Editorial : Investir dans le savoir pour transformer des vies
Le savoir est un levier essentiel pour bâtir une transformation durable. Le succès des filets sociaux à Madagascar s’appuie sur une dynamique de transfert de compétences, de transmission de savoirs et de partage d’expériences qui permet de renforcer l’inclusion sociale et économique des plus vulnérables.
Les communautés bénéficiaires acquièrent des savoir-faire concrets pour améliorer leur quotidien et construire leur autonomie. Les partenaires de mise en œuvre ainsi que l’équipe du FID – Fonds d’Intervention pour le Développement bénéficient également de formations ciblées pour renforcer l’efficacité des interventions sur le terrain.
La récente visite d’échange des délégations de la République Démocratique du Congo (RDC) et de l’Union des Comores illustre l’importance des partages Sud-Sud.
A cette occasion, plusieurs séances d’échanges et visites de terrain ont été organisées, permettant aux participants d’apprécier les activités d’inclusion financière, via l’Association Villageoise d’Épargne et de Crédit, d’inclusion productive – agriculture, élevage, petits métiers – ainsi que de l’amélioration du bien-être familial, notamment du développement de la petite enfance. Une exposition mettant en valeur la contribution des filets sociaux dans la réduction de la pauvreté et de la croissance inclusive, ainsi que des produits des activités génératrices de revenus des ménages bénéficiaires a également été réalisée, en marge de cette visite.
Ces rencontres nourrissent la réflexion, favorisent l’innovation et renforcent l’efficacité des politiques sociales dans la région. Ensemble, en capitalisant sur les expériences de chacun, nous contribuons à bâtir des systèmes plus efficaces, plus humains, et surtout plus proches des besoins réels des communautés vulnérables.
Brèves

ZAFISOKE, membre du KOMIAZA ou Comité de protection de l’enfant à Betsimeda.
Zafisoke est une jeune mère d’un enfant. Auparavant, elle gagnait sa vie en vendant des beignets. En octobre 2024, avec 36 autres mères et jeunes filles, Zafisoke a suivi en formation sur la fabrication de savon dans le cadre des activités d’accompagnement du programme Fiavota. Après la formation, elle s’est lancée dans la fabrication de savon, même si au début, elle devait partager les ustensiles prêtés par les sœurs formatrices avec les autres participantes. Chaque semaine, elles se relayaient pour les utiliser. Déterminée à aller de l’avant, Zafisoke a commencé à acheter peu à peu ses propres ustensiles, en utilisant les moyens disponibles sur place.

▸ **TÂCHES À RÉALISER**
1. Recopiez fidèlement le passage du texte sur les filets sociaux allant de « Ces rencontres nourrissent » à « l’enfant à Betsimeda. ».
2. Répondez à ces questions sur le texte sur les filets sociaux :
(a) De quels pays venaient les délégations de la récente visite d'échange ?
(b) Comment Zafisoke gagnait-elle sa vie auparavant ?
(c) Combien d'autres mères et jeunes filles ont suivi la formation avec elle en octobre 2024 ?
La liste ci-après provient d'une source différente.

▸ **DONNÉES FOURNIES**
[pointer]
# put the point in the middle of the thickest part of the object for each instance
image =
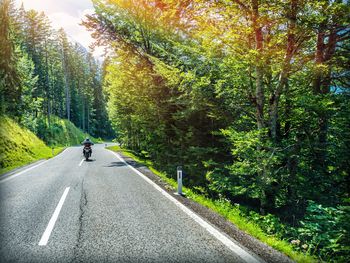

▸ **RÉPONSES ATTENDUES**
1.
Ces rencontres nourrissent la réflexion, favorisent l’innovation et renforcent l’efficacité des politiques sociales dans la région. Ensemble, en capitalisant sur les expériences de chacun, nous contribuons à bâtir des systèmes plus efficaces, plus humains, et surtout plus proches des besoins réels des communautés vulnérables.
Brèves

ZAFISOKE, membre du KOMIAZA ou Comité de protection de l’enfant à Betsimeda.

2.
(a) Les délégations venaient de la République Démocratique du Congo (RDC) et de l'Union des Comores.
(b) Elle gagnait sa vie en vendant des beignets.
(c) Elle a suivi la formation avec 36 autres mères et jeunes filles.